ЗАДАНИЯ
- a) Проверьте, согласуются ли с отрывком об искусстве у Мальро утверждения ниже, и для каждого ответьте «да» или «нет», приведя решающие слова текста дословной цитатой. (i) По мнению Мальро, в прежних цивилизациях искусство обрамляло религиозный культ. (ii) Живопись стремилась удержать людей во власти человеческого удела. (iii) Служение красоте и правде противопоставлялось служению святыням.
- b) Дословно выпишите из отрывка об искусстве у Мальро всё, начиная со слов «Так истолкованное искусство» и вплоть до слов «примыкало к священнослужительству.».

ВЫБРАННЫЙ ОТРЫВОК
Так истолкованное искусство выглядит очередным воплощением давней мечты «завоевателей» Мальро о богоравной свободе. Заявка на то, чтобы уподобиться небесному Творцу, который создал бытие по собственной воле и разумению, живопись всегда «вырабатывала систему линий, дабы с их помощью вырвать людей из власти человеческого удела и приобщить к уделу священному» («Призыв к интеллигентам»[71]). И потому, считает Мальро, не случайно во всех предшествующих цивилизациях, чтивших тех или иных богов, искусство обрамляло религиозный культ и им вдохновлялось. Творчество было заклинанием, обращенным к надмирным вседержителям конечных смыслов, смешивалось и переплеталось с молитвой о даровании верующему нездешнего могущества и совершенства. Служение красоте и правде сопутствовало служению святыням, примыкало к священнослужительству.

ИСХОДНЫЕ ДАННЫЕ
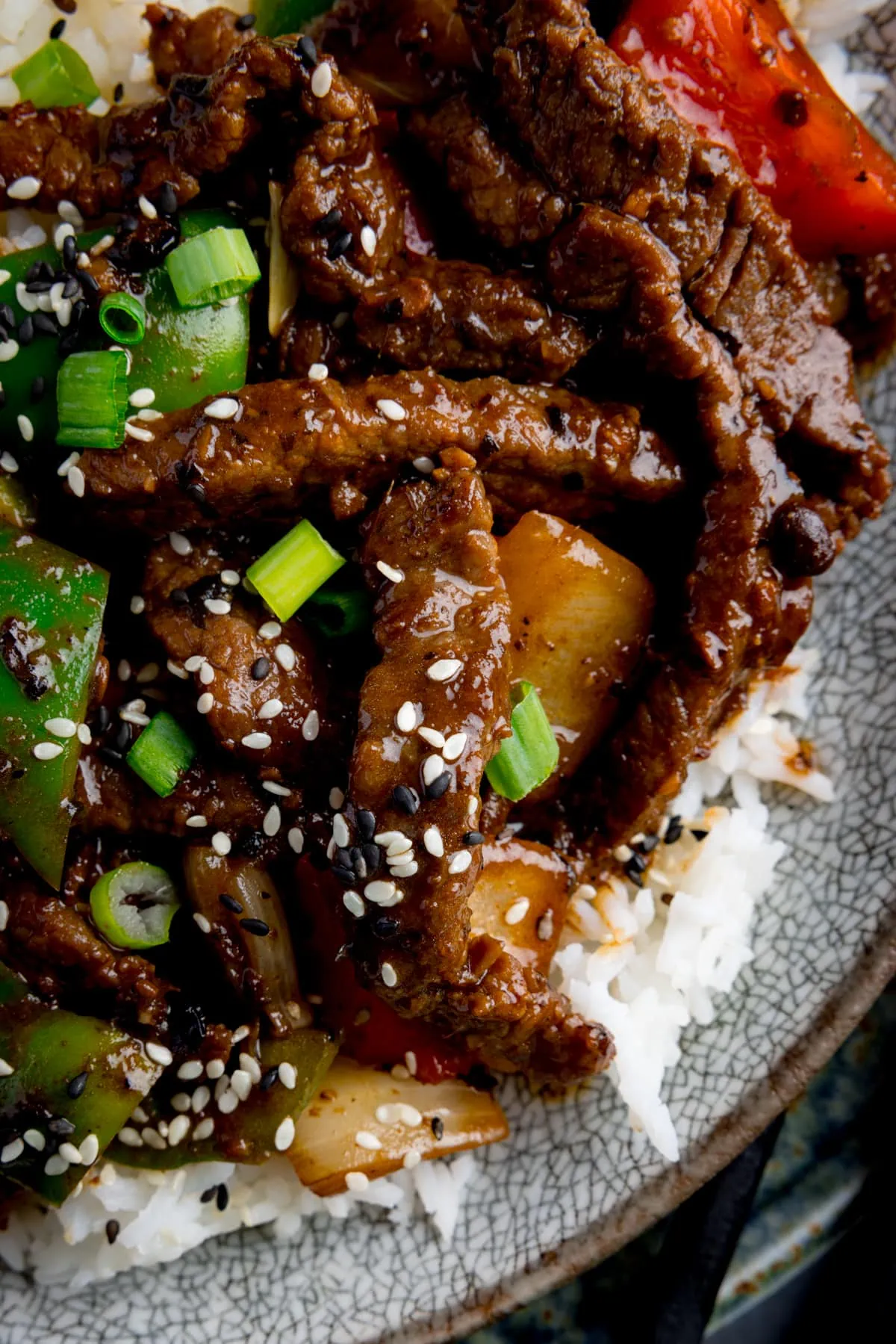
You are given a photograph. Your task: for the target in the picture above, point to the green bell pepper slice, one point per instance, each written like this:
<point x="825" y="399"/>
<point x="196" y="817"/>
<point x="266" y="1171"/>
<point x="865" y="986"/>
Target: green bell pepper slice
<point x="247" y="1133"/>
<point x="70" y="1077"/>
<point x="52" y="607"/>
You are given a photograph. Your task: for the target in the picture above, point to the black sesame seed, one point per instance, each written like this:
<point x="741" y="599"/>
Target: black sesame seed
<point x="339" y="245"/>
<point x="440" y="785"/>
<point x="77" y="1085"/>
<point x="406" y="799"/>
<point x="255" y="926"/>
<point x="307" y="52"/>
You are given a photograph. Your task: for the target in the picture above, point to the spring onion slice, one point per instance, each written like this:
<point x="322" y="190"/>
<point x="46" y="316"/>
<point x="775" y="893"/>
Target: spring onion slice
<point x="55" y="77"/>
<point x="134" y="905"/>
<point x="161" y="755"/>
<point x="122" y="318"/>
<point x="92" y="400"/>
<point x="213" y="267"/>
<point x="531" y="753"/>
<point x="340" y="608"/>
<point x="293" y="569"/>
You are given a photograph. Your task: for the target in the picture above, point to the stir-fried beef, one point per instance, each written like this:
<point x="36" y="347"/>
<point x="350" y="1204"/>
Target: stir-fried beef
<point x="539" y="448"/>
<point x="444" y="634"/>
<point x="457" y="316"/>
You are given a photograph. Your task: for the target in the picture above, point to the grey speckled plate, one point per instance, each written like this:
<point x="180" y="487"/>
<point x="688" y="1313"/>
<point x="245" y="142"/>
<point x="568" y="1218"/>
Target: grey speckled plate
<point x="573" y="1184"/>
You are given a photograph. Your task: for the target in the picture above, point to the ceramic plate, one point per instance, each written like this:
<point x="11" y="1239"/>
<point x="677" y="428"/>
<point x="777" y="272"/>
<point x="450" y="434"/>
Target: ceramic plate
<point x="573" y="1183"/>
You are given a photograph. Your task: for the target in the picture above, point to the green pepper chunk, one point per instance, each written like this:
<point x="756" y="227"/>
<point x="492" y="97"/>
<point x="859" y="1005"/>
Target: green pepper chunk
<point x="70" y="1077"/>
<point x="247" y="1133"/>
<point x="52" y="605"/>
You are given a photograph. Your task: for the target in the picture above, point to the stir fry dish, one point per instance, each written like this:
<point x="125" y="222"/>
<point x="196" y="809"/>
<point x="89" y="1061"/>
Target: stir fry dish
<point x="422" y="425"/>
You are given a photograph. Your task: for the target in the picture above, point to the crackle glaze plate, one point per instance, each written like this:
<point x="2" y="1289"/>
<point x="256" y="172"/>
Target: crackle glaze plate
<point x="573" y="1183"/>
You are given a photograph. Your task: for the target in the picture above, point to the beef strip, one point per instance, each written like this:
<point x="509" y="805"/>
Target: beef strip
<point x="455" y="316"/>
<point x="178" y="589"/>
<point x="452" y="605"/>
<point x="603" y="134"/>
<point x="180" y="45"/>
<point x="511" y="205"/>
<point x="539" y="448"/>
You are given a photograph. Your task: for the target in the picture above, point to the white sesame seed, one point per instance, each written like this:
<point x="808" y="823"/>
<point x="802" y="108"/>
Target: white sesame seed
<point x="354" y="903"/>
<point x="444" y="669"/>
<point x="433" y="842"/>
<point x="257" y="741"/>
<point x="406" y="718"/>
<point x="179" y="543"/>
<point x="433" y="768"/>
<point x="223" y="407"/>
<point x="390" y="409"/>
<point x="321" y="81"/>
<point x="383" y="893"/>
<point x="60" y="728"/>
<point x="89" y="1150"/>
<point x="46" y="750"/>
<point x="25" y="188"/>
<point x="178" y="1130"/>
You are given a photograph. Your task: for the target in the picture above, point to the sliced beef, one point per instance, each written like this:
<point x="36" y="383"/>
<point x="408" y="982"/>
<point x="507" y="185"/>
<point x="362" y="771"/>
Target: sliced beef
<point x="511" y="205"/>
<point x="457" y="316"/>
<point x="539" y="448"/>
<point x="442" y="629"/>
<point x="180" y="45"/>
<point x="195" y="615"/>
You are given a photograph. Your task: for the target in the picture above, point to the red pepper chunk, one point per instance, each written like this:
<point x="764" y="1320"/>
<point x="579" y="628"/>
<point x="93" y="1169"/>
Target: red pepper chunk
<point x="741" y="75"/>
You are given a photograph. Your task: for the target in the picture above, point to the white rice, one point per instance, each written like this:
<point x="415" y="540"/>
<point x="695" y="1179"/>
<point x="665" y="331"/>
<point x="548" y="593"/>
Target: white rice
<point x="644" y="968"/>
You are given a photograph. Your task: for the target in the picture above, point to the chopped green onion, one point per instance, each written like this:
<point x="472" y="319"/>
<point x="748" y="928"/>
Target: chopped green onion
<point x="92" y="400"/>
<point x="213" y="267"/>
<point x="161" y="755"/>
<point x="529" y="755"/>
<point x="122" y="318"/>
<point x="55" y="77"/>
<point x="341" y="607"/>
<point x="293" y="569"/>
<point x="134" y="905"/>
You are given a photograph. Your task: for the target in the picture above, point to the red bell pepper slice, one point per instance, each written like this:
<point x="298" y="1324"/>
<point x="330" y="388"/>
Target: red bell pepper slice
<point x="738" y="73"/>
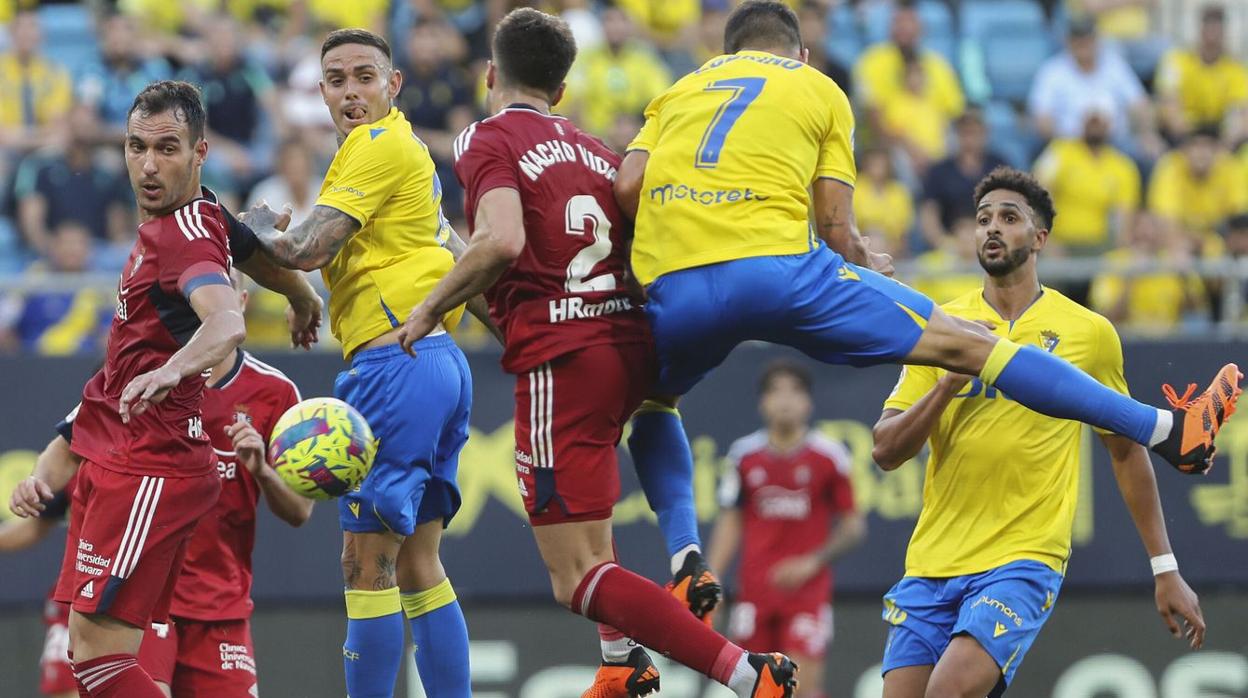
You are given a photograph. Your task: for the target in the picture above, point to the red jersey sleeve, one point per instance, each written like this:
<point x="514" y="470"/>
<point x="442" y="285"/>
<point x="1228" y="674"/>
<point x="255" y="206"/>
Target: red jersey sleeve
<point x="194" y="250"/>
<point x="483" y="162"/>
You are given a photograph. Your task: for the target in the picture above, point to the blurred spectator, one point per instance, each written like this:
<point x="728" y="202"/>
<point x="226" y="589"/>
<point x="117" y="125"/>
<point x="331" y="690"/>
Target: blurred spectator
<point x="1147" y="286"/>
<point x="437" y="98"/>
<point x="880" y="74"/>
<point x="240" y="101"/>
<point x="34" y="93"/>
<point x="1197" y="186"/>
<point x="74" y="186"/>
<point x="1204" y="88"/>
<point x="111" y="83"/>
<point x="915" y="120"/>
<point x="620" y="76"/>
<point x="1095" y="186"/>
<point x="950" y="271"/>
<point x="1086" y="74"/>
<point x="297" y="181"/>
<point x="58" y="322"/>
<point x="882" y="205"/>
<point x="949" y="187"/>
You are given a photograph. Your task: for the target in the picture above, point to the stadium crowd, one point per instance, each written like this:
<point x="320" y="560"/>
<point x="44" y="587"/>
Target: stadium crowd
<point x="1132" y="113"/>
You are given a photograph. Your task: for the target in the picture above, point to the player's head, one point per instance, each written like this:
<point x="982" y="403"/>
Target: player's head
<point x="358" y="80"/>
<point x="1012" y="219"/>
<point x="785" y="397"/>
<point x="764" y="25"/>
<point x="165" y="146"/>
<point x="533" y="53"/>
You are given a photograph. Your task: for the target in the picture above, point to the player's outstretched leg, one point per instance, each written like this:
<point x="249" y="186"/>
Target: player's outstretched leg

ОТВЕТЫ
- a)
(i) Да: «во всех предшествующих цивилизациях, чтивших тех или иных богов, искусство обрамляло религиозный культ и им вдохновлялось».
(ii) Нет: «вырвать людей из власти человеческого удела и приобщить к уделу священному».
(iii) Нет: «Служение красоте и правде сопутствовало служению святыням, примыкало к священнослужительству».

- b)
Так истолкованное искусство выглядит очередным воплощением давней мечты «завоевателей» Мальро о богоравной свободе. Заявка на то, чтобы уподобиться небесному Творцу, который создал бытие по собственной воле и разумению, живопись всегда «вырабатывала систему линий, дабы с их помощью вырвать людей из власти человеческого удела и приобщить к уделу священному» («Призыв к интеллигентам»[71]). И потому, считает Мальро, не случайно во всех предшествующих цивилизациях, чтивших тех или иных богов, искусство обрамляло религиозный культ и им вдохновлялось. Творчество было заклинанием, обращенным к надмирным вседержителям конечных смыслов, смешивалось и переплеталось с молитвой о даровании верующему нездешнего могущества и совершенства. Служение красоте и правде сопутствовало служению святыням, примыкало к священнослужительству.